• Текст страницы:
• • • • • • •
Людовик XIV, величественный даже в обыденной жизни, на пороге могилы сохранял почти сверхъестественное достоинство. Речь его была несколько напыщенной: «Вы не найдете в моем завещании ничего, что могло бы вас разочаровать. Я доверяю вам дофина. Служите ему так же верно, как вы служили мне. Трудитесь на совесть, чтобы сохранить для него его королевство. Если он окажется в чем-то несостоятельным, вы будете хозяином положения. Я знаю ваше доброе сердце, вашу мудрость, мужество и ум. Я знаю, что вы с усердием отнесетесь к воспитанию дофина и позаботитесь о процветании жителей королевства… Ради блага королевства я оставил распоряжения, которые счел разумными и взвешенными, но поскольку невозможно предвидеть все, если что-то нужно будет изменить или реформировать, это сделает тот, у кого будет власть…»

Он закончил необычной для себя фразой, исполненной классического романтизма: «Вы увидите одного короля в могиле, а другого в колыбели. Храните всегда память о первом и интересы второго».

Так, вопреки своим близким, умирающий передал власть в руки герцога Орлеанского. За фразу: «Вы не найдете в моем завещании ничего, что могло бы вас разочаровать», его упрекали в двойной игре. Мы с нашей стороны ничего подобного здесь не видим. В тот момент, когда его зять легко мог поверить, будто он лишен наследства в пользу Филиппа V, старый король гарантирует ему, что в завещании учтены закрепленное в Утрехтском договоре отречение короля Испании от французского престола и все последствия, из этого договора вытекающие.

«Сир, — глотая слезы, ответил Филипп, — я обещаю вашему величеству, что ваша воля будет исполнена в точности».

Герцог Орлеанский выходит, вытирая слезы, и остается ждать в кабинете, где уже находятся вызванные королем герцог Менский, граф Тулузский и канцлер. К нему с таинственным видом подходит Вуазан, которого сообщение Вильруа совершенно успокоило относительно собственного будущего, и показывает поправку к завещанию.

Филипп прочел ее в полном изумлении. Людовик XIV поручал командование личным штатом и военной свитой короля герцогу Менскому и Вильруа, которые, таким образом, получали полную власть над личностью и местопребыванием короля: в Париже им подчинялись два полка королевской охраны и две роты мушкетеров, вся внутренняя и внешняя охрана, им подвластны были все слуги, королевские покои, гардеробная, часовня, капелланы… У регента же не было и намека на власть, а сам он полностью зависел от воли герцога Менского и Вильруа и по их желанию в любой момент мог быть арестован.

Людовик XIV не мог лишить племянника его законных прав, но он был не в состоянии побороть своего предубеждения против него.


Пока король мужественно боролся с медленно развивающейся агонией, Филипп, обретя хладнокровие, размышлял. Если бы не поправка к завещанию, он, возможно, вступил бы в переговоры с противником.

Но подобное проявление недоверия, которое зиждилось на клевете, задело достоинство принца и привело его в боевое состояние духа.

Если вдуматься, завещание нарушало давний монархический порядок. Корона не являлась личным достоянием, она давалась человеку временно. Ни при каких обстоятельствах король не имел права ею распоряжаться, ни тем более ставить своего преемника в зависимость от кого-либо. Указы монарха, покоящегося в склепе Сен-Дени, превращались в прах, как и он сам, и спасти их могла только добрая воля преемника.
• • • • • • •
• Набор данных:
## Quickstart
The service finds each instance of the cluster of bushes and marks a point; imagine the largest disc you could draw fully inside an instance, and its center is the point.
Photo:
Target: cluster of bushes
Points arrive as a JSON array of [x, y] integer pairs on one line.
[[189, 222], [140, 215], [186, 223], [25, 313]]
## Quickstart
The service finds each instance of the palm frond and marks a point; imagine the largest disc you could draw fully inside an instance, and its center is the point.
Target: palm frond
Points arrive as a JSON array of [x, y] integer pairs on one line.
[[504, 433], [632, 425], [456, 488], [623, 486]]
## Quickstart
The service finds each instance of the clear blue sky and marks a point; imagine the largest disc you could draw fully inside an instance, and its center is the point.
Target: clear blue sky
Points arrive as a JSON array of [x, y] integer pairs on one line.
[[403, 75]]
• • • • • • •
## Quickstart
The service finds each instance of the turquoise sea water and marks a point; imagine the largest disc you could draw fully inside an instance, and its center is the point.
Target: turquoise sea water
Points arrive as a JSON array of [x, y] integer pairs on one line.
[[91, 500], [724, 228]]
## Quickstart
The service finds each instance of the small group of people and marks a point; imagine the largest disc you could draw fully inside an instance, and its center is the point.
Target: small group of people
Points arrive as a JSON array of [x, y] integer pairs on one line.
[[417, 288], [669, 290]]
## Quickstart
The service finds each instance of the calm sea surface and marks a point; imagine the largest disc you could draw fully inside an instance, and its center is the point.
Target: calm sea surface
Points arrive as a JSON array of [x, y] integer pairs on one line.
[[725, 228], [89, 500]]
• • • • • • •
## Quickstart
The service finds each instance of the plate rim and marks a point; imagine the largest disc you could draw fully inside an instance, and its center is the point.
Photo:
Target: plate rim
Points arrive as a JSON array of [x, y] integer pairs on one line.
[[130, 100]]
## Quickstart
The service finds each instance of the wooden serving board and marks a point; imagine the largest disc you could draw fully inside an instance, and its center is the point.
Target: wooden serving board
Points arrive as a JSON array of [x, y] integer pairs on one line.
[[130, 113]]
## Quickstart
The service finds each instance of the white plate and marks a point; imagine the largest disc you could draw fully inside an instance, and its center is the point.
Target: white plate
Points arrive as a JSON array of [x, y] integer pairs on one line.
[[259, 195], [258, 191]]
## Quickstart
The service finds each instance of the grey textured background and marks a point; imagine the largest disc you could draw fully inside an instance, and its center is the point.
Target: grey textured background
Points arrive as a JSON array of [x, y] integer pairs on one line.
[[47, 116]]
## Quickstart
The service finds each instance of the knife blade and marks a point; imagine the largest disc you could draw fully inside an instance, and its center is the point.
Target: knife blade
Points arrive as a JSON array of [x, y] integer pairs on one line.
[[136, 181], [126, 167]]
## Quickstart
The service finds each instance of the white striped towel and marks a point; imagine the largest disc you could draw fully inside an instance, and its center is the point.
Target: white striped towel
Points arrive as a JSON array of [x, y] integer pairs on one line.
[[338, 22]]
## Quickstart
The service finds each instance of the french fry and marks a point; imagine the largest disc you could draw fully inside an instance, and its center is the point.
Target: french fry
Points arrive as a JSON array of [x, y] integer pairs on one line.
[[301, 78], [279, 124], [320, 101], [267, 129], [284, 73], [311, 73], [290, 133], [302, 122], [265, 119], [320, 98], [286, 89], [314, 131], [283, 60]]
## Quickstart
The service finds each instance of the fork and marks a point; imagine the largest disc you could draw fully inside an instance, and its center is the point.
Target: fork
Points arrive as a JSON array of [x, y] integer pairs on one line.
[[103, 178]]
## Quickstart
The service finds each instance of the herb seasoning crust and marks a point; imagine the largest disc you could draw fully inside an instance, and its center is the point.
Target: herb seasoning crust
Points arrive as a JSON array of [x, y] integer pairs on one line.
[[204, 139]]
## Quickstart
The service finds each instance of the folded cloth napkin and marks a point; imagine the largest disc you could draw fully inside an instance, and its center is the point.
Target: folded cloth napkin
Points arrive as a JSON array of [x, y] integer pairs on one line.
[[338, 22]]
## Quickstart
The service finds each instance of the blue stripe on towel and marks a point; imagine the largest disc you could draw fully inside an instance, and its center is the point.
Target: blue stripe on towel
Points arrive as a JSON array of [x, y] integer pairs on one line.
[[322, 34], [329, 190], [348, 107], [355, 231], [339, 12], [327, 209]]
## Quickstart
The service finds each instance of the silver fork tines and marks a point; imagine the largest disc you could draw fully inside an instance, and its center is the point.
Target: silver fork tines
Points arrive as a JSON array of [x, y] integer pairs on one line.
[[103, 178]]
• • • • • • •
• Задание:
Ответьте на вопросы по тексту о завещании Людовика XIV.
1. Кто подошел к герцогу Орлеанскому в кабинете и показал ему поправку к завещанию?
2. Кому по этой поправке поручалось командование личным штатом и военной свитой короля?
3. В каком договоре было закреплено отречение короля Испании от французского престола?

• Ответ:
1. Поправку к завещанию герцогу Орлеанскому показал Вуазан.
2. Командование поручалось герцогу Менскому и Вильруа.
3. Отречение было закреплено в Утрехтском договоре.